### Given text ###
# Are Diamond Resorts the Worst of All in Providing Internet Service?



## bobpark56 (Aug 26, 2011)

We are currently at DRI's Lake Tahoe Vacation Resort, and this has got to have the poorest internet service I have found anywhere. Last week we were at DRI's San Luis Bay Inn in Avila Beach, and the internet was almost as bad. A year ago at Greensprings in Williamsburg, it was same-same. On top of that, each of these resorts charges $30 extra per week for this poor service (think AT&T). Not even in Mexico or Europe has my internet service been so slow. My most recent speed test here produced .06 mbps download and .03 mbps upload speeds, with a solid F rating on the ping test.

Are all DRI resorts this way? Is DRI doing anything to address the issue? 

And why does DRI charge extra for this 'service?' I have never had to pay extra at Marriott of Westin resorts, and rarely at others.

If it were not for the internet, I would say I really liked the DRI resorts I have stayed in. Funny how one thing can sour the experience.


----------



## dougp26364 (Aug 26, 2011)
###
▶ The problem: Name every DRI resort that the forum post about Diamond Resorts internet service says the poster has stayed at, with the location given for each.
### Information shown ###
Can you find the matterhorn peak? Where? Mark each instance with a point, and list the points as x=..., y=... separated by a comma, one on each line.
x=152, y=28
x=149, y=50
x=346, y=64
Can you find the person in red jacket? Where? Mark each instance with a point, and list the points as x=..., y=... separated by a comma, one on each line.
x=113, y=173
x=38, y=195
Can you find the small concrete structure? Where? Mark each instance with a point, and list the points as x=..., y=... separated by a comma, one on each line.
###
### Information shown ###
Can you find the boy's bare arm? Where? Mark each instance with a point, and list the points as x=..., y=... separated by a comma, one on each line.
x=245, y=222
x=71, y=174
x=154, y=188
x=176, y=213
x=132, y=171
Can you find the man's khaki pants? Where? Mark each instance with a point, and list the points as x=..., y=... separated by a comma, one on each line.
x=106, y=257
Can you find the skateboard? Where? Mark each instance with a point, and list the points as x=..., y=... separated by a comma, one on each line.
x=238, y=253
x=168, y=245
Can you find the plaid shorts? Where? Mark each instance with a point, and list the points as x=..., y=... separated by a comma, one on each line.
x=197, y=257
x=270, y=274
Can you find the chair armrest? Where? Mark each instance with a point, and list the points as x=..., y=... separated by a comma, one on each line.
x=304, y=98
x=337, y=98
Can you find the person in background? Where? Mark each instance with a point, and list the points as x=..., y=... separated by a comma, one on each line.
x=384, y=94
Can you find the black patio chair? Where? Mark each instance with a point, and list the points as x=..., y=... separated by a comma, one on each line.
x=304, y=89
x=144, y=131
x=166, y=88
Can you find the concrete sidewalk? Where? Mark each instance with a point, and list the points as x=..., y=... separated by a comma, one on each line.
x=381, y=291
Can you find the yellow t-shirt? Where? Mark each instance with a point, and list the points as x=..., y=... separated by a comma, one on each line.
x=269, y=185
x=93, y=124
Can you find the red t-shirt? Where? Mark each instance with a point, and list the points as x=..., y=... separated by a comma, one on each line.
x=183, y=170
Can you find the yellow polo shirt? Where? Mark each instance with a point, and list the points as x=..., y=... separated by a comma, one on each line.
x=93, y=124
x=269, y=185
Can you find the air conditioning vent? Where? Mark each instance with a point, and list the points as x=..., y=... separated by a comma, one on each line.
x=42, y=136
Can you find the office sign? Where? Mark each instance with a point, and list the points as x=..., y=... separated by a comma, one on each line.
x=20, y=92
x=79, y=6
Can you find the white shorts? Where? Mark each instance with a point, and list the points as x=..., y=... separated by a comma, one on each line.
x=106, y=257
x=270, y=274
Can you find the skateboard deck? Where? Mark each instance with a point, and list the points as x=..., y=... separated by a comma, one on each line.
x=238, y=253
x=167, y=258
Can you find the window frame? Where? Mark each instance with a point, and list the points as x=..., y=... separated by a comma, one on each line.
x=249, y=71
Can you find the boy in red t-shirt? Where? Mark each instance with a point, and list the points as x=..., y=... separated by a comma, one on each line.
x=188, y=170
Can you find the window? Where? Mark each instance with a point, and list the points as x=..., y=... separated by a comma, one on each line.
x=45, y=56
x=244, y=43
###
▶ Solution to this exercise:
- Lake Tahoe Vacation Resort
- San Luis Bay Inn, Avila Beach
- Greensprings, Williamsburg